-- PASSAGE PROVIDED --
· · ·
PORTLAND, Ore. (PORTLAND TRIBUNE) — City funding for Hazelnut Grove Village is back on the chopping block after Portland Mayor Ted Wheeler walked back an apparent six-month reprieve trumpeted by a fellow elected leader.
The after-office-hours confusion saw Wheeler and Commissioner Dan Ryan trading contradictory statements — turning their public relationship into a static-filled game of telephone.
The drama played out after the Tribune exclusively revealed in an online article that Wheeler planned to stop paying the $1,500 monthly that provides fencing, portable toilets and trash collection to the North Portland homeless community in March.
Citing extensive talks with Wheeler and Commissioner Jo Ann Hardesty, Ryan promised a “critical breakthrough” the next day, Feb. 18, that would keep the community-funded until late August.
“I believe we need to create as many options as possible to provide stability for our houseless neighbors in this time of unprecedented crisis,” Ryan said.
Wheeler denied the dunk moments later, saying through a spokesman that the funding extension was “not a firm timeline.”
· · ·
-- DATASET EXCERPTS --
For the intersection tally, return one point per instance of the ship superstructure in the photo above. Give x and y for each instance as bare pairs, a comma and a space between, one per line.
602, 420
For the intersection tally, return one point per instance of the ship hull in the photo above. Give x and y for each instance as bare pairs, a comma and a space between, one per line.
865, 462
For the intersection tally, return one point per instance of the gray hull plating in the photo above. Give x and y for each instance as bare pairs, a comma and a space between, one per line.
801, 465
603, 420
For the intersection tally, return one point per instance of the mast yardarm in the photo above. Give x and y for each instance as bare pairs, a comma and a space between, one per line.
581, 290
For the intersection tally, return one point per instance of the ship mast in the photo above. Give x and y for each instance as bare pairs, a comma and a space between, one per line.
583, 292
· · ·
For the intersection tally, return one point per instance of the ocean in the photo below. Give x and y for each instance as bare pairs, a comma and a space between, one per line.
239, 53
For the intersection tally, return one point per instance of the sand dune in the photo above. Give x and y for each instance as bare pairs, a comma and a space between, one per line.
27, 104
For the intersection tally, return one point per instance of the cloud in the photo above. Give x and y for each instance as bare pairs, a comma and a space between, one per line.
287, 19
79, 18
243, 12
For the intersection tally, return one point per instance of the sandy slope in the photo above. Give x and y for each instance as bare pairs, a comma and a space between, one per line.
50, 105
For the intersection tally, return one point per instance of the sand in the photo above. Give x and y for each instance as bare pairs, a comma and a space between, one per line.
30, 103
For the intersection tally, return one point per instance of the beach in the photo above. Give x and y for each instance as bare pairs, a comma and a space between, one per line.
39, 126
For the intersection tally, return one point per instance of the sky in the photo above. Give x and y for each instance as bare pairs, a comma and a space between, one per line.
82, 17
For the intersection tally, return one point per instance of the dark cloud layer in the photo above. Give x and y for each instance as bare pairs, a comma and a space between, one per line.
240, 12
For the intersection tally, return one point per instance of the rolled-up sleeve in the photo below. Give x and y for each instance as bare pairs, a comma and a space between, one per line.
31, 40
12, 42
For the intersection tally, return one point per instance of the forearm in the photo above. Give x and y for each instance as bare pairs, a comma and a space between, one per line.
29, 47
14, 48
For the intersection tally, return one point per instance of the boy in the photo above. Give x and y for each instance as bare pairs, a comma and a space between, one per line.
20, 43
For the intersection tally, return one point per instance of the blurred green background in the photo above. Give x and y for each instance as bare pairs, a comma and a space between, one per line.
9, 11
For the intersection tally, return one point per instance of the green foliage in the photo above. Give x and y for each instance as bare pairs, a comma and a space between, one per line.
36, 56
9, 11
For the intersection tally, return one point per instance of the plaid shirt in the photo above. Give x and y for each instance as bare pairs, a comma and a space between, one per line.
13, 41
· · ·
Reproduce word for word the portion of the Hazelnut Grove Village article between "The drama played" and "community in March.", inclusive. The records were drawn from a different source than the text.

-- WRITTEN ANSWER --
The drama played out after the Tribune exclusively revealed in an online article that Wheeler planned to stop paying the $1,500 monthly that provides fencing, portable toilets and trash collection to the North Portland homeless community in March.